__Assigned task__: The answer should be the lines from the one with "Reviewer note: check that every instance of the side" through the final line of the entries, restated word for word.

########

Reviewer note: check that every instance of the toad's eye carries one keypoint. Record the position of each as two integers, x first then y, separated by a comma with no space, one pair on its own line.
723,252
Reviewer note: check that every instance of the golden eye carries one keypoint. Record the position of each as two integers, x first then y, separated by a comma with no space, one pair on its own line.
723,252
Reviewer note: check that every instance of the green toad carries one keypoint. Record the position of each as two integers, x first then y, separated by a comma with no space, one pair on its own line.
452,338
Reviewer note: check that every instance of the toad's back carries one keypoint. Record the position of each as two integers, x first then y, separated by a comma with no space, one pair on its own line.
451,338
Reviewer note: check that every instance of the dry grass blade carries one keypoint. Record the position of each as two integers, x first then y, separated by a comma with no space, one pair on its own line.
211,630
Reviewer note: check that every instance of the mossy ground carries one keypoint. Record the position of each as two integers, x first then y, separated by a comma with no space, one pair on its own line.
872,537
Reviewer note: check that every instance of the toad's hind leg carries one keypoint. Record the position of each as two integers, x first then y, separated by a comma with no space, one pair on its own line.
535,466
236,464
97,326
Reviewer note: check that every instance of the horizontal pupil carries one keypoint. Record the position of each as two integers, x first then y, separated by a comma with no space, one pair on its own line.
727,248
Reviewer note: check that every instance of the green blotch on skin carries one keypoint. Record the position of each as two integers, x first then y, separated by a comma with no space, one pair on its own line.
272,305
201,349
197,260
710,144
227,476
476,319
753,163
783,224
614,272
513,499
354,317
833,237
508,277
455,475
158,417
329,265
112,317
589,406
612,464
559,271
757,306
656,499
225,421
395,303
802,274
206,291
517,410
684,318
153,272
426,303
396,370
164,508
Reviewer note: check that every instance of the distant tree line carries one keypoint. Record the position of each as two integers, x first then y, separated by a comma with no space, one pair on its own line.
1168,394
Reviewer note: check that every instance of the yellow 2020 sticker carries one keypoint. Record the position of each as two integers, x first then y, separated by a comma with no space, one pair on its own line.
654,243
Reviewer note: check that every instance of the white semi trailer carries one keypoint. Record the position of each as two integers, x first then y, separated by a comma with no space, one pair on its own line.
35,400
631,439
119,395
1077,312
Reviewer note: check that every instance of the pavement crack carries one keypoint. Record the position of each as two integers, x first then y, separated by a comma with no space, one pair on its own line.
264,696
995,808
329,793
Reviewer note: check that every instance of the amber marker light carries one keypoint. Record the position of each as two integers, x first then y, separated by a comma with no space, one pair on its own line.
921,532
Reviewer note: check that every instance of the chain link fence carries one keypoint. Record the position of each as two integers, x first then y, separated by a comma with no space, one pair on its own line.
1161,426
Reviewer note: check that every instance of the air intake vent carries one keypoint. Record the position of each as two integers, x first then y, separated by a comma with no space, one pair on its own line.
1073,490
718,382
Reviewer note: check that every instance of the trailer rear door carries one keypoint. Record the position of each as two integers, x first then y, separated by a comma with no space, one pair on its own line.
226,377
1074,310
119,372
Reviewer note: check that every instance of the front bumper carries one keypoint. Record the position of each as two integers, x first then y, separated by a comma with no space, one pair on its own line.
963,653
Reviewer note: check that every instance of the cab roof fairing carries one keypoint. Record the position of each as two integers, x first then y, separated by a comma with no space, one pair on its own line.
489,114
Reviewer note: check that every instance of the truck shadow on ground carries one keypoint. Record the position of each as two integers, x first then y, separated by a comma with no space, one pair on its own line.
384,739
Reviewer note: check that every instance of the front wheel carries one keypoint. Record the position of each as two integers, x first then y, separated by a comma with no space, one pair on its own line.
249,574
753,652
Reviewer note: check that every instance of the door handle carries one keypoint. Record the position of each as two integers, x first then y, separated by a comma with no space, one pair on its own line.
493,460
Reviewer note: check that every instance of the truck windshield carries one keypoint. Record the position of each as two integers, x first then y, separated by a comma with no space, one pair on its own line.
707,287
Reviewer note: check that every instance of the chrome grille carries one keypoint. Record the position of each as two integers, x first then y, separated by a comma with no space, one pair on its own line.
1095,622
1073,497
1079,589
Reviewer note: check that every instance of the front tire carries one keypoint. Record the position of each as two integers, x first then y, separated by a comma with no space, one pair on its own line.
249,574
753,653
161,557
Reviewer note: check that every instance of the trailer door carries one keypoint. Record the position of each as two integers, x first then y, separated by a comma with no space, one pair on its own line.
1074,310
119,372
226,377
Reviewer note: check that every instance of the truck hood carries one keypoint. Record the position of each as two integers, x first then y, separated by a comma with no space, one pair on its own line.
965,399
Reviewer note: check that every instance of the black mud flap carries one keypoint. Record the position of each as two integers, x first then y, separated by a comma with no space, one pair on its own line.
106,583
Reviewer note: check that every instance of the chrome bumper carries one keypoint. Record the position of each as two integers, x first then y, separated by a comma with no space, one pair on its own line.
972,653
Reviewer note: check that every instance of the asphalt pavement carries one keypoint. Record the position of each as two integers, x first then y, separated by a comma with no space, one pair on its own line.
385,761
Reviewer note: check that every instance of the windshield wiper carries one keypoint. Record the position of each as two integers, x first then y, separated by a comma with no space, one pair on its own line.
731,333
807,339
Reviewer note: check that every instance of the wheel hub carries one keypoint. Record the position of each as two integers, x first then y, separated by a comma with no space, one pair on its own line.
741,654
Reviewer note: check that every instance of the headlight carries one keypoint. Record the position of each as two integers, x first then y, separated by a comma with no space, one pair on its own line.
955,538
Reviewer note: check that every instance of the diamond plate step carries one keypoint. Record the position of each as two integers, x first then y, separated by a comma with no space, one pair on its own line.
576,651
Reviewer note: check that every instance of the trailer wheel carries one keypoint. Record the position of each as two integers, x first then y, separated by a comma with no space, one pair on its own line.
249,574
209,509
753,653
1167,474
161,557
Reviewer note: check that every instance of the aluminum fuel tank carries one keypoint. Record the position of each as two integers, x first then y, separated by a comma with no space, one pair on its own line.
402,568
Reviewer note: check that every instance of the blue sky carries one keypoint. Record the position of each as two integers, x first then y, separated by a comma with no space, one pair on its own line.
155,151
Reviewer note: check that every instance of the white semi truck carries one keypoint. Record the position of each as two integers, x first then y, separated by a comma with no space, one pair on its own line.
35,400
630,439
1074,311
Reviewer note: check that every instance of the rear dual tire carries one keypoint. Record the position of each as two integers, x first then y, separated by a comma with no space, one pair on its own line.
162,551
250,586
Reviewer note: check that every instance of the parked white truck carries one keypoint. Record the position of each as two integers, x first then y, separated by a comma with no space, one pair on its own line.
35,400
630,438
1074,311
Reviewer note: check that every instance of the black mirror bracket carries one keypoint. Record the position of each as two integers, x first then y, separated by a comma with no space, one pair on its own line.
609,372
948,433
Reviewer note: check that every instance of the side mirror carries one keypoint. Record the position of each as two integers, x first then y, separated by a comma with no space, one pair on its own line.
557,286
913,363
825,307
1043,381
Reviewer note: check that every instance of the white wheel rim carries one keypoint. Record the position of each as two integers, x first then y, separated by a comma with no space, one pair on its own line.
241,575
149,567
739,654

########

__Exercise solution__:
Reviewer note: check that every instance of the side mirror carries one keypoint. Record the position of each as two integers, x first then y, separated by a comma with no space, one pair on its own line.
557,286
913,363
825,307
1043,381
Reviewer note: check that every instance of the white wheel rim carries one keypoint. Record the position of each as two integers, x first then y, separated by a comma with no space, one pair on its own line.
241,575
149,567
739,654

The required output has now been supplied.